Work instructions -
Find the lines holding the string "handrail" in the data, then copy all of them.

┏━━

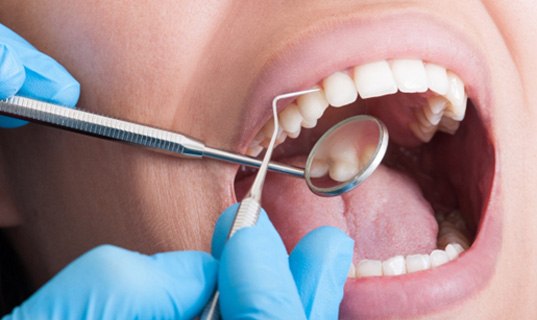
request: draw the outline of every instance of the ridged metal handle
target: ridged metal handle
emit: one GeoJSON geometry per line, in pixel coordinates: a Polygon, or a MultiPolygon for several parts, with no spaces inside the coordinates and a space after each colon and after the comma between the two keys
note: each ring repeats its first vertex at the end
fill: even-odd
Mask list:
{"type": "Polygon", "coordinates": [[[205,148],[179,133],[18,96],[0,100],[0,114],[195,158],[205,148]]]}

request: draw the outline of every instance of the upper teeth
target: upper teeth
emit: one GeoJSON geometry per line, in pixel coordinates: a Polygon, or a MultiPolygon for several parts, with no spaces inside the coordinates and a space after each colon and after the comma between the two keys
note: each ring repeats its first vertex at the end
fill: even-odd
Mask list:
{"type": "MultiPolygon", "coordinates": [[[[427,101],[415,109],[415,120],[409,129],[423,142],[432,139],[440,130],[454,134],[466,112],[467,95],[464,83],[453,72],[419,59],[381,60],[338,71],[320,82],[321,90],[300,96],[279,114],[279,141],[296,138],[301,128],[313,128],[329,107],[353,103],[362,99],[396,93],[424,93],[430,90],[427,101]]],[[[273,121],[252,141],[247,153],[258,156],[272,135],[273,121]]],[[[336,170],[334,170],[335,172],[336,170]]],[[[343,175],[346,176],[346,175],[343,175]]],[[[332,177],[335,179],[335,177],[332,177]]]]}

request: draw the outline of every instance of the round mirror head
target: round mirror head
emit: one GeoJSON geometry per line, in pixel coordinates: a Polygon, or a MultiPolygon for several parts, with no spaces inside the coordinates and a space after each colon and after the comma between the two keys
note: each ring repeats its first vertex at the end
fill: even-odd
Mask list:
{"type": "Polygon", "coordinates": [[[306,161],[308,187],[321,196],[337,196],[365,181],[388,147],[388,130],[377,118],[359,115],[326,131],[306,161]]]}

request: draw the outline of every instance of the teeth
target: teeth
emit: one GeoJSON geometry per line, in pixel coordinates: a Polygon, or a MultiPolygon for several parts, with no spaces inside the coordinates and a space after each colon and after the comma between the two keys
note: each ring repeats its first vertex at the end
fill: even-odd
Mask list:
{"type": "Polygon", "coordinates": [[[449,257],[444,250],[433,250],[431,252],[431,267],[439,267],[449,262],[449,257]]]}
{"type": "Polygon", "coordinates": [[[427,91],[427,73],[421,60],[393,60],[391,68],[399,91],[405,93],[427,91]]]}
{"type": "Polygon", "coordinates": [[[399,276],[429,270],[457,259],[463,252],[461,245],[450,243],[445,250],[436,249],[431,254],[411,254],[406,257],[398,255],[384,261],[363,259],[356,265],[354,277],[399,276]]]}
{"type": "Polygon", "coordinates": [[[398,276],[406,273],[405,257],[395,256],[382,262],[382,273],[385,276],[398,276]]]}
{"type": "Polygon", "coordinates": [[[296,99],[296,103],[300,114],[307,123],[316,123],[329,105],[322,90],[300,96],[296,99]]]}
{"type": "Polygon", "coordinates": [[[390,65],[385,60],[354,68],[354,83],[362,99],[380,97],[397,92],[390,65]]]}
{"type": "MultiPolygon", "coordinates": [[[[424,105],[415,106],[415,119],[409,129],[424,143],[437,131],[455,134],[466,113],[467,95],[462,80],[453,72],[434,63],[419,59],[380,60],[352,68],[351,72],[335,72],[320,83],[322,89],[296,99],[279,114],[282,130],[279,143],[285,137],[297,138],[302,128],[314,128],[324,111],[332,105],[342,107],[353,103],[358,94],[362,99],[404,93],[425,93],[424,105]]],[[[418,100],[419,101],[419,100],[418,100]]],[[[272,120],[262,129],[247,153],[257,156],[259,147],[268,145],[272,134],[272,120]]],[[[345,165],[340,165],[343,168],[345,165]]],[[[336,170],[334,168],[334,170],[336,170]]],[[[335,172],[335,171],[334,171],[335,172]]],[[[337,174],[338,179],[343,176],[337,174]]]]}
{"type": "Polygon", "coordinates": [[[449,106],[446,109],[446,116],[453,120],[462,121],[466,112],[466,92],[464,91],[464,83],[453,72],[447,72],[449,79],[449,90],[446,98],[449,101],[449,106]]]}
{"type": "Polygon", "coordinates": [[[333,107],[341,107],[356,101],[358,93],[354,81],[346,73],[336,72],[323,81],[326,100],[333,107]]]}
{"type": "Polygon", "coordinates": [[[315,159],[310,168],[310,176],[312,178],[324,177],[328,174],[330,168],[328,162],[324,159],[315,159]]]}
{"type": "Polygon", "coordinates": [[[358,262],[356,277],[382,276],[382,262],[379,260],[364,259],[358,262]]]}
{"type": "MultiPolygon", "coordinates": [[[[300,133],[300,125],[302,124],[302,114],[298,110],[298,106],[294,103],[289,105],[280,113],[280,125],[287,133],[300,133]]],[[[297,135],[298,136],[298,135],[297,135]]],[[[296,138],[296,137],[295,137],[296,138]]]]}
{"type": "Polygon", "coordinates": [[[425,71],[427,72],[429,89],[439,95],[445,95],[449,89],[449,80],[446,69],[437,64],[426,63],[425,71]]]}
{"type": "Polygon", "coordinates": [[[328,174],[335,181],[344,182],[359,171],[358,155],[352,141],[340,141],[330,149],[328,174]]]}
{"type": "Polygon", "coordinates": [[[412,254],[406,257],[406,272],[418,272],[431,268],[431,258],[427,254],[412,254]]]}

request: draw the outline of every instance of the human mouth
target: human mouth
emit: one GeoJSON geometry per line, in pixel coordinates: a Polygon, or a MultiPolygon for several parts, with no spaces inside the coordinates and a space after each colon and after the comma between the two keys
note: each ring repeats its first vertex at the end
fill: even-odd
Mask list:
{"type": "MultiPolygon", "coordinates": [[[[449,50],[437,56],[416,47],[409,53],[395,44],[360,63],[341,59],[326,76],[297,81],[321,93],[280,110],[280,161],[300,163],[326,128],[355,114],[380,118],[391,135],[383,166],[349,195],[321,199],[300,180],[267,179],[263,206],[289,250],[320,225],[355,239],[343,318],[437,311],[479,291],[494,269],[498,238],[490,234],[500,225],[488,208],[495,172],[489,101],[486,85],[468,76],[486,72],[446,58],[449,50]]],[[[264,122],[245,146],[252,155],[272,132],[264,122]]],[[[237,194],[247,185],[248,175],[239,174],[237,194]]]]}

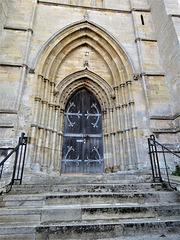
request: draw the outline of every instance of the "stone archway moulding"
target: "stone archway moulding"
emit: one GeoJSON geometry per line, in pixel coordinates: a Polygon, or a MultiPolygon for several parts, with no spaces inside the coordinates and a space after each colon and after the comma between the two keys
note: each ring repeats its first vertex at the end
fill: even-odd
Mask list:
{"type": "Polygon", "coordinates": [[[109,44],[113,46],[114,49],[120,51],[120,55],[124,56],[126,61],[131,67],[131,71],[133,75],[136,75],[136,70],[134,68],[133,62],[129,55],[127,54],[125,48],[122,46],[122,44],[106,29],[104,29],[102,26],[90,21],[90,20],[81,20],[72,24],[67,25],[66,27],[60,29],[55,34],[53,34],[41,47],[40,51],[38,52],[35,60],[33,61],[32,70],[36,70],[36,72],[39,72],[41,74],[42,67],[38,67],[39,63],[45,62],[45,59],[49,56],[52,49],[56,48],[56,45],[66,36],[72,34],[72,32],[77,31],[77,29],[83,29],[83,26],[87,29],[93,29],[94,31],[99,30],[102,34],[102,38],[107,37],[109,39],[109,44]],[[59,38],[60,37],[60,38],[59,38]]]}
{"type": "Polygon", "coordinates": [[[103,112],[105,171],[138,166],[137,131],[130,58],[105,29],[86,20],[62,29],[43,46],[34,64],[34,122],[31,124],[31,166],[60,170],[64,109],[69,97],[86,88],[98,99],[103,112]],[[71,51],[88,44],[103,59],[111,83],[88,67],[56,79],[71,51]],[[35,149],[35,150],[34,150],[35,149]]]}
{"type": "Polygon", "coordinates": [[[98,74],[85,68],[71,73],[55,86],[54,92],[58,94],[56,102],[64,109],[69,97],[79,88],[89,89],[101,104],[102,111],[112,107],[112,99],[115,97],[114,89],[98,74]]]}

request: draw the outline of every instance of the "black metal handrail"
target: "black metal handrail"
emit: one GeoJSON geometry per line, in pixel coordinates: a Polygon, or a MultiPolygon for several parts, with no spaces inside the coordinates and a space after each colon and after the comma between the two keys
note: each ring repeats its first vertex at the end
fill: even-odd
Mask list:
{"type": "Polygon", "coordinates": [[[159,164],[159,154],[161,153],[163,155],[164,165],[166,169],[166,175],[169,186],[176,190],[176,188],[171,186],[170,179],[169,179],[169,173],[168,173],[168,166],[166,161],[166,153],[173,154],[174,156],[180,158],[178,154],[170,150],[169,148],[165,147],[163,144],[156,141],[154,135],[150,135],[150,138],[148,138],[148,146],[149,146],[149,156],[150,156],[150,162],[151,162],[151,169],[152,169],[152,175],[153,175],[153,181],[154,182],[163,182],[162,176],[161,176],[161,168],[159,164]],[[161,151],[158,150],[158,147],[161,148],[161,151]]]}
{"type": "Polygon", "coordinates": [[[25,133],[21,133],[21,137],[19,137],[19,142],[17,146],[0,162],[0,180],[1,180],[3,176],[4,164],[10,159],[13,153],[15,153],[12,177],[9,183],[10,188],[7,192],[11,191],[15,181],[19,181],[20,185],[22,183],[27,148],[27,139],[28,138],[25,137],[25,133]]]}

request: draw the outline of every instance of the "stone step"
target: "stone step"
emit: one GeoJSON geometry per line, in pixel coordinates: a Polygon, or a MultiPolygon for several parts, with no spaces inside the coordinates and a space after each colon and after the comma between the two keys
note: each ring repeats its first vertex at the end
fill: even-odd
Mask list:
{"type": "Polygon", "coordinates": [[[174,192],[124,192],[124,193],[68,193],[47,194],[45,205],[86,205],[123,203],[172,203],[178,202],[174,192]]]}
{"type": "MultiPolygon", "coordinates": [[[[35,234],[14,234],[13,238],[11,235],[1,235],[1,240],[35,240],[35,234]]],[[[78,238],[79,240],[80,238],[78,238]]],[[[100,240],[100,238],[95,238],[100,240]]],[[[155,234],[155,235],[145,235],[145,236],[123,236],[115,238],[101,238],[101,240],[179,240],[180,234],[155,234]]],[[[44,239],[41,239],[44,240],[44,239]]]]}
{"type": "Polygon", "coordinates": [[[42,207],[45,196],[41,194],[0,196],[0,209],[3,207],[42,207]]]}
{"type": "Polygon", "coordinates": [[[30,193],[47,193],[47,192],[122,192],[122,191],[159,191],[165,190],[161,183],[133,183],[133,184],[23,184],[13,186],[10,194],[30,194],[30,193]]]}
{"type": "MultiPolygon", "coordinates": [[[[123,236],[123,237],[115,237],[115,238],[101,238],[101,240],[179,240],[180,234],[175,233],[166,233],[164,234],[163,231],[160,234],[153,234],[150,235],[143,235],[143,236],[123,236]]],[[[99,240],[96,239],[96,240],[99,240]]]]}
{"type": "Polygon", "coordinates": [[[0,239],[124,240],[144,233],[179,234],[179,194],[142,182],[146,177],[141,182],[131,177],[43,177],[14,186],[0,196],[0,239]]]}
{"type": "Polygon", "coordinates": [[[175,192],[119,192],[119,193],[47,193],[21,194],[0,196],[1,207],[24,206],[57,206],[57,205],[87,205],[87,204],[122,204],[122,203],[172,203],[178,202],[175,192]]]}
{"type": "Polygon", "coordinates": [[[35,240],[35,229],[37,224],[34,222],[24,222],[24,223],[4,223],[0,225],[0,239],[34,239],[35,240]]]}
{"type": "Polygon", "coordinates": [[[180,215],[180,204],[172,205],[93,205],[44,208],[0,209],[0,225],[5,222],[82,221],[104,219],[138,219],[180,215]]]}
{"type": "Polygon", "coordinates": [[[111,239],[128,236],[144,236],[153,234],[179,234],[180,220],[176,217],[155,219],[128,220],[96,220],[73,222],[49,222],[35,225],[34,223],[7,224],[0,226],[0,239],[55,240],[55,239],[111,239]],[[27,238],[26,238],[27,237],[27,238]]]}
{"type": "Polygon", "coordinates": [[[162,230],[165,233],[180,233],[179,227],[180,220],[176,218],[49,223],[36,228],[36,239],[47,239],[47,236],[49,239],[101,239],[157,234],[162,230]]]}
{"type": "MultiPolygon", "coordinates": [[[[1,240],[35,240],[35,233],[32,234],[13,234],[13,235],[0,235],[1,240]]],[[[42,239],[43,240],[43,239],[42,239]]]]}
{"type": "Polygon", "coordinates": [[[150,170],[120,171],[117,173],[104,174],[65,174],[47,176],[46,174],[35,175],[25,173],[23,182],[27,184],[54,185],[54,184],[98,184],[98,183],[142,183],[151,182],[150,170]]]}
{"type": "Polygon", "coordinates": [[[43,210],[41,208],[2,208],[0,209],[0,225],[4,223],[40,223],[43,210]]]}
{"type": "Polygon", "coordinates": [[[122,204],[122,203],[172,203],[178,202],[175,192],[123,192],[123,193],[58,193],[4,195],[1,205],[12,206],[52,206],[83,204],[122,204]]]}
{"type": "Polygon", "coordinates": [[[180,205],[172,206],[91,206],[82,207],[82,220],[138,219],[180,216],[180,205]]]}

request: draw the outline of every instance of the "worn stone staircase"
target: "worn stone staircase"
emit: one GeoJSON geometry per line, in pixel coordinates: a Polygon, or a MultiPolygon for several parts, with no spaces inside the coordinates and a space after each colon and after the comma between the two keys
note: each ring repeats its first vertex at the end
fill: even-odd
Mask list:
{"type": "Polygon", "coordinates": [[[0,196],[0,239],[180,239],[179,192],[143,172],[42,177],[0,196]]]}

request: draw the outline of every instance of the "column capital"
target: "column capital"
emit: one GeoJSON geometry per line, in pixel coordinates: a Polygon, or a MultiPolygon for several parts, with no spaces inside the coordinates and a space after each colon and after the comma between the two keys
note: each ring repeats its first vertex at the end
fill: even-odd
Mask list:
{"type": "Polygon", "coordinates": [[[41,97],[40,96],[35,96],[35,101],[38,101],[38,102],[40,102],[41,101],[41,97]]]}
{"type": "Polygon", "coordinates": [[[126,81],[126,84],[127,85],[132,84],[132,81],[131,80],[126,81]]]}
{"type": "Polygon", "coordinates": [[[125,87],[125,83],[121,83],[119,86],[120,86],[120,88],[123,88],[123,87],[125,87]]]}

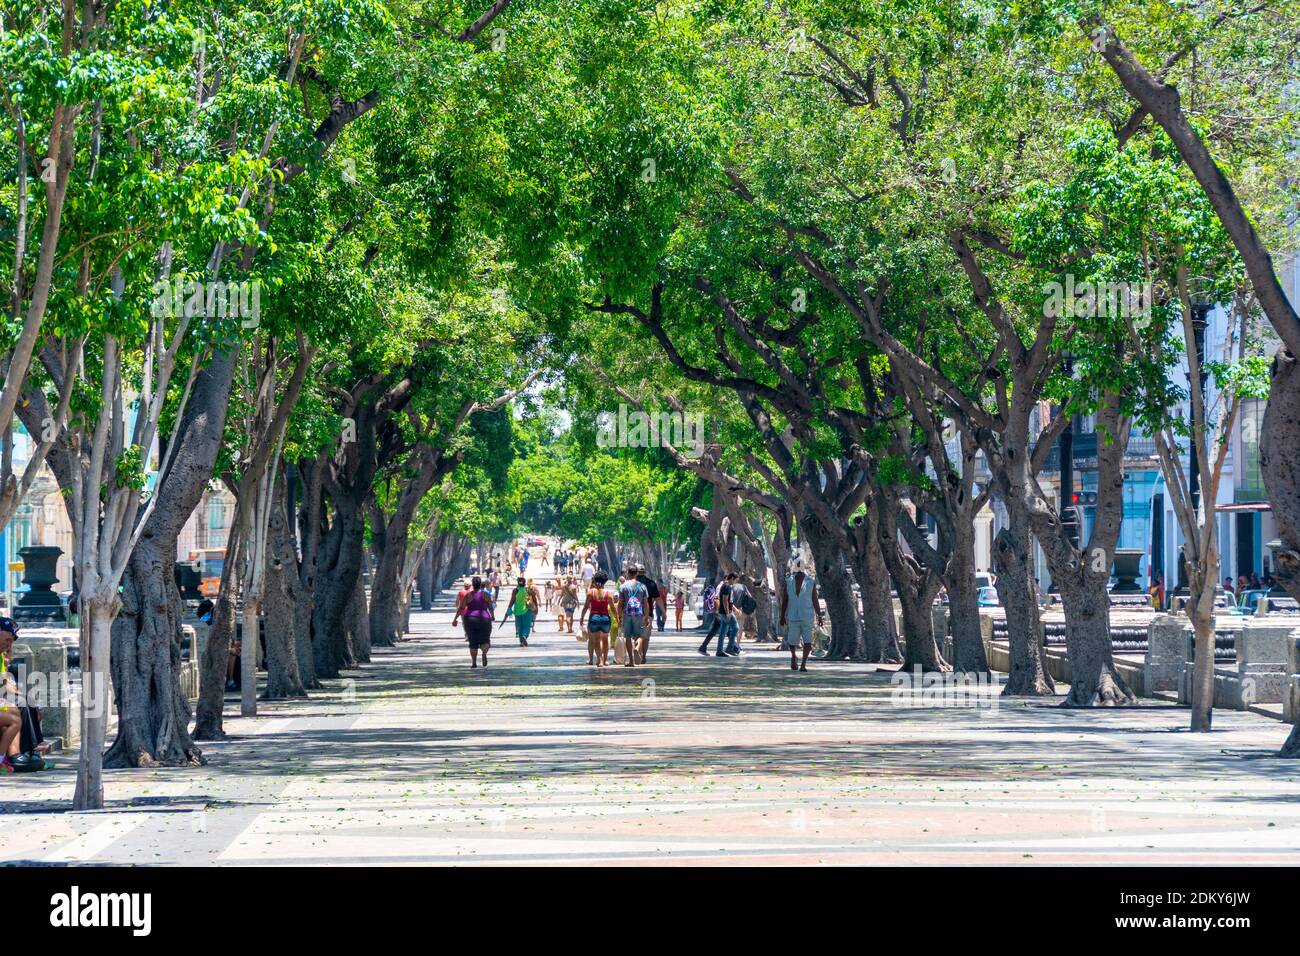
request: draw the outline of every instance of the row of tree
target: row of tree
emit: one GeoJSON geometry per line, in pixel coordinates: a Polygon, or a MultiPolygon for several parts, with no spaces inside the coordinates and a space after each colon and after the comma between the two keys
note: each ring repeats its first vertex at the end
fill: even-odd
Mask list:
{"type": "MultiPolygon", "coordinates": [[[[1008,692],[1052,691],[1037,541],[1065,603],[1069,702],[1127,703],[1106,581],[1135,427],[1186,542],[1207,728],[1206,502],[1244,398],[1270,396],[1277,570],[1300,589],[1300,323],[1270,258],[1294,209],[1296,13],[3,4],[0,523],[47,463],[87,686],[112,675],[105,762],[200,759],[237,613],[245,633],[266,621],[268,692],[304,692],[397,639],[410,582],[504,537],[516,504],[660,559],[698,507],[705,552],[736,542],[719,560],[756,581],[797,533],[838,656],[899,656],[892,579],[905,662],[983,671],[973,516],[996,496],[1008,692]],[[1138,294],[1096,294],[1115,288],[1138,294]],[[1223,355],[1196,348],[1202,302],[1231,310],[1223,355]],[[528,440],[506,406],[545,370],[579,418],[668,406],[707,413],[711,434],[614,453],[587,416],[576,456],[536,443],[512,482],[528,440]],[[1038,480],[1078,413],[1106,437],[1083,542],[1038,480]],[[21,472],[15,415],[34,445],[21,472]],[[237,513],[191,730],[173,566],[214,479],[237,513]],[[930,623],[940,587],[952,661],[930,623]]],[[[80,806],[102,800],[105,721],[88,711],[80,806]]]]}
{"type": "MultiPolygon", "coordinates": [[[[1064,605],[1074,706],[1134,701],[1114,665],[1107,586],[1140,431],[1184,541],[1193,728],[1209,729],[1212,505],[1247,399],[1269,396],[1261,461],[1277,572],[1300,592],[1300,419],[1288,411],[1300,326],[1270,254],[1294,243],[1296,14],[1292,3],[661,9],[647,55],[671,79],[641,91],[657,134],[642,146],[645,175],[591,169],[586,125],[557,132],[569,166],[528,171],[546,208],[572,209],[562,243],[586,267],[568,300],[580,343],[570,374],[610,402],[710,410],[709,452],[671,451],[716,489],[714,533],[720,515],[747,545],[769,534],[745,530],[758,513],[776,537],[796,526],[840,656],[896,656],[887,595],[872,586],[883,568],[907,666],[987,668],[973,519],[996,498],[1007,692],[1054,692],[1037,542],[1064,605]],[[1216,304],[1230,331],[1221,354],[1205,354],[1216,304]],[[1083,540],[1040,482],[1080,414],[1101,436],[1083,540]],[[941,587],[951,661],[931,625],[941,587]]],[[[560,264],[530,268],[563,303],[560,264]]]]}

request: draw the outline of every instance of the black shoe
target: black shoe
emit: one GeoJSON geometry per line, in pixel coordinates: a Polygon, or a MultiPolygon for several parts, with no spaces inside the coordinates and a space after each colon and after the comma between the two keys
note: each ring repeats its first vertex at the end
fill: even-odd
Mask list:
{"type": "Polygon", "coordinates": [[[14,768],[14,773],[35,773],[46,769],[45,758],[34,753],[15,754],[9,758],[9,766],[14,768]]]}
{"type": "Polygon", "coordinates": [[[739,657],[739,656],[740,656],[740,648],[739,648],[739,647],[736,647],[736,648],[730,648],[730,647],[729,647],[729,648],[727,648],[727,656],[728,656],[728,657],[739,657]]]}
{"type": "Polygon", "coordinates": [[[697,647],[696,650],[699,653],[703,654],[705,657],[709,656],[709,649],[707,647],[697,647]]]}

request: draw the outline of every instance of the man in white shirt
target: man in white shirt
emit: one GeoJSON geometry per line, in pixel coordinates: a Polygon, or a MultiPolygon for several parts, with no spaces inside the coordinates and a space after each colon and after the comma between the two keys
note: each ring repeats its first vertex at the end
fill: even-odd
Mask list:
{"type": "Polygon", "coordinates": [[[785,579],[781,591],[781,627],[785,631],[785,646],[790,649],[790,670],[808,670],[808,655],[812,652],[813,618],[822,623],[822,606],[817,596],[817,582],[796,562],[794,573],[785,579]],[[796,657],[802,648],[803,660],[796,657]]]}
{"type": "Polygon", "coordinates": [[[596,566],[591,563],[591,558],[582,562],[582,586],[591,587],[591,579],[596,576],[596,566]]]}

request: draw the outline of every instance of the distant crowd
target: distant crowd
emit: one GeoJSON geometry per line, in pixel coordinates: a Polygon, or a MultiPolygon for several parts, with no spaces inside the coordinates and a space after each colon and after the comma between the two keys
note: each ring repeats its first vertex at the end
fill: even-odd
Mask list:
{"type": "MultiPolygon", "coordinates": [[[[656,630],[660,634],[667,630],[670,612],[676,630],[683,630],[686,590],[652,577],[635,561],[625,561],[622,571],[611,576],[597,565],[594,548],[558,549],[552,555],[545,544],[515,545],[505,554],[493,555],[493,560],[500,565],[475,574],[456,595],[452,626],[464,627],[472,668],[480,662],[488,665],[494,624],[499,629],[513,618],[515,638],[527,647],[543,612],[556,615],[559,633],[585,642],[587,664],[592,667],[610,666],[611,655],[615,664],[624,667],[644,665],[650,639],[656,630]],[[538,571],[550,564],[554,571],[540,588],[536,578],[526,574],[530,563],[538,571]],[[514,584],[502,600],[512,576],[514,584]]],[[[806,671],[817,630],[825,625],[817,584],[796,563],[777,598],[790,667],[806,671]]],[[[755,634],[757,612],[757,599],[736,572],[706,582],[697,625],[704,632],[699,653],[740,656],[742,636],[752,639],[755,634]],[[711,651],[714,638],[717,648],[711,651]]]]}

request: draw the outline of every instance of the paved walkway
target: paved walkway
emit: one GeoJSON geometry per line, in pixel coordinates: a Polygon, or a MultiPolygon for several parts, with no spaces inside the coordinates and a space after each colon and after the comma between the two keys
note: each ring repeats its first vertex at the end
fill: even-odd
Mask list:
{"type": "Polygon", "coordinates": [[[0,779],[0,860],[1300,862],[1300,767],[1253,714],[1203,736],[1168,705],[904,706],[870,666],[705,659],[693,634],[596,670],[553,621],[471,671],[449,620],[230,719],[206,767],[112,772],[104,811],[62,812],[72,755],[0,779]]]}

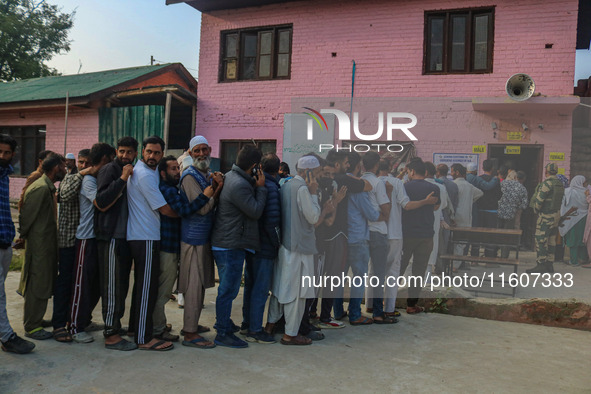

┗━━

Solution for this task -
request: draw the outline of every instance of the "black metal handrail"
target: "black metal handrail"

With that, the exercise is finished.